──────── Supplied material

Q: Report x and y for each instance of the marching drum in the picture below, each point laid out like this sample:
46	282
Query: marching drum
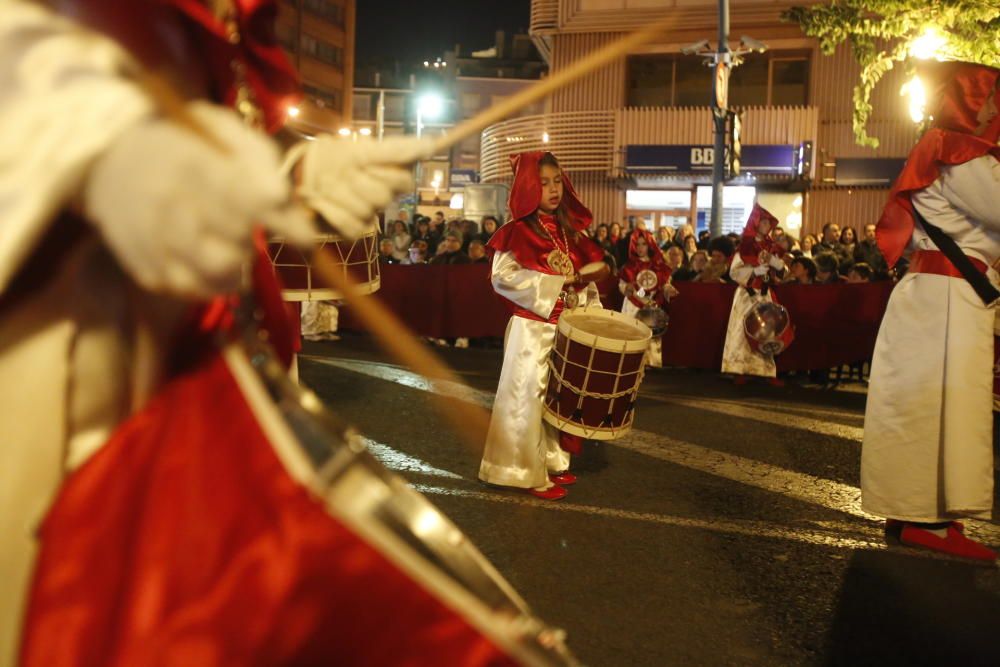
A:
595	368
768	328
294	266
392	516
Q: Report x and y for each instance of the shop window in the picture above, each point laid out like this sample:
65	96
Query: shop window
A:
684	81
692	83
789	81
748	83
325	9
322	51
650	79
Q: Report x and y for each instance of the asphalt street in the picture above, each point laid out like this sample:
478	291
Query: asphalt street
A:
725	530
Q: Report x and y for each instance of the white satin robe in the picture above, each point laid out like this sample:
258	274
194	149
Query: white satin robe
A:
79	354
654	353
737	356
928	445
521	449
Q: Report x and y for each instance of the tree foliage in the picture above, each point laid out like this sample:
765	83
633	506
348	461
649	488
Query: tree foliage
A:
880	32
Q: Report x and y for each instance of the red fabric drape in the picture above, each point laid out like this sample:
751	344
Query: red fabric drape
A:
199	550
834	323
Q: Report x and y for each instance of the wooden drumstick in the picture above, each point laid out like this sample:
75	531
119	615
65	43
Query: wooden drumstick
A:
469	420
537	91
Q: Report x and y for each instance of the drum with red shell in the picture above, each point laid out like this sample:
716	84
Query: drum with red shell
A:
293	264
768	328
595	368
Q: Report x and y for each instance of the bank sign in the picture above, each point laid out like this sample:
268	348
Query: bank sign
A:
680	159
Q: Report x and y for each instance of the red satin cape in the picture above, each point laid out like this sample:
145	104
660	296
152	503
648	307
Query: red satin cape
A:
959	91
185	542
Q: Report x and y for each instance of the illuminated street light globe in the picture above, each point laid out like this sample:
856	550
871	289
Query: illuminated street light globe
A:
430	105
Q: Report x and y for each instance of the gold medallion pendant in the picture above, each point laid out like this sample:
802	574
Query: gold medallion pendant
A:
647	280
560	262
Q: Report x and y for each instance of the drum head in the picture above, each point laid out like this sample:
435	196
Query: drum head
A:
605	329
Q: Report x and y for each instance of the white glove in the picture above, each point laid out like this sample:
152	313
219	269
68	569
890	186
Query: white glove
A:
178	212
347	182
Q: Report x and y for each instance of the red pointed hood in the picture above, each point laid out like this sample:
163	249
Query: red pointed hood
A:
269	73
961	91
527	191
655	256
750	247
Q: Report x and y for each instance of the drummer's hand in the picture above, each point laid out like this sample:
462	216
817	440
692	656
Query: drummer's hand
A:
347	182
178	212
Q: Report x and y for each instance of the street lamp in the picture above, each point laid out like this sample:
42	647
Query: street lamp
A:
722	60
430	106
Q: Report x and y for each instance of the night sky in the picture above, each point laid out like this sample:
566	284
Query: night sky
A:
418	30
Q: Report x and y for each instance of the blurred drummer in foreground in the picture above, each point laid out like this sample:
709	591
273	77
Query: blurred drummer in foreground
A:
644	281
537	257
118	223
757	267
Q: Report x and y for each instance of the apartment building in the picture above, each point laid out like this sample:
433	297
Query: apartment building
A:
634	134
319	38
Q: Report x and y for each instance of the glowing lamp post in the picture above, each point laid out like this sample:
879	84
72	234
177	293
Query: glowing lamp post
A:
429	106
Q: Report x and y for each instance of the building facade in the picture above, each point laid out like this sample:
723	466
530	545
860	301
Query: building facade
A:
465	83
319	38
636	134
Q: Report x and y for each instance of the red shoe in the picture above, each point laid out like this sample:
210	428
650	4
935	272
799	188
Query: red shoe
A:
571	443
564	478
898	525
554	492
954	543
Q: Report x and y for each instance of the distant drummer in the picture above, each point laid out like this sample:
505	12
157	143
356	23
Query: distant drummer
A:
644	281
756	267
537	260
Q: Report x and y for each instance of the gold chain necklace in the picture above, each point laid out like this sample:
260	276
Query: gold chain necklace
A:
559	259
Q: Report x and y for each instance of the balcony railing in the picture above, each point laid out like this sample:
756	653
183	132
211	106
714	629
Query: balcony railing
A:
592	140
582	140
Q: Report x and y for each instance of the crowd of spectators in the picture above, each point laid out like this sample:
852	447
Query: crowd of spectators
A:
435	239
838	255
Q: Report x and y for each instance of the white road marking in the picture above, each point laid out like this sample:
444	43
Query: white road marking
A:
807	488
400	462
766	415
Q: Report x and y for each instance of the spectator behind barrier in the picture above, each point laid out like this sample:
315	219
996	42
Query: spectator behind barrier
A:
477	252
827	269
691	272
385	249
860	273
489	225
664	236
452	253
807	245
867	251
675	257
802	271
720	252
418	253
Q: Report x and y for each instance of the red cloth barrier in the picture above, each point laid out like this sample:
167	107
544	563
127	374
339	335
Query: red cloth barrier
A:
835	324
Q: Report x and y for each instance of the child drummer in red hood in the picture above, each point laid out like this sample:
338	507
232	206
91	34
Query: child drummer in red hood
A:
537	258
645	283
756	267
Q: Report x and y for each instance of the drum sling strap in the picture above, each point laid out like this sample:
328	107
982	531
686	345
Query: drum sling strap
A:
979	282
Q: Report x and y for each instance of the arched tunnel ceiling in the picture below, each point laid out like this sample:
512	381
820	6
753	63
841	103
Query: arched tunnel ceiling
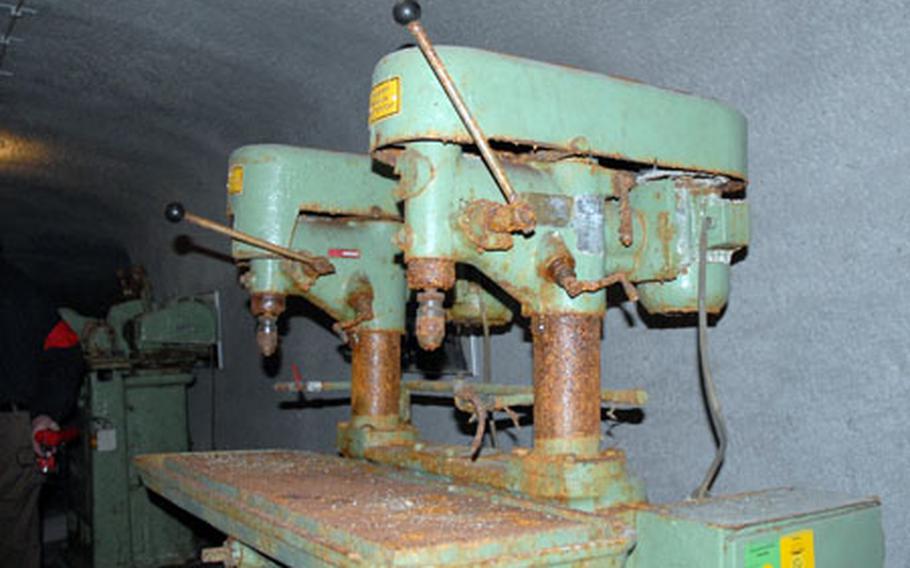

────────────────

What to work on: Which lines in the records above contain the string "pendant"? Pull out every one of them in full.

Exercise response:
Q: Report x and y for each instance of the gold medallion pendant in the picture above, each point laid out like this sample:
Query: gold medallion pendant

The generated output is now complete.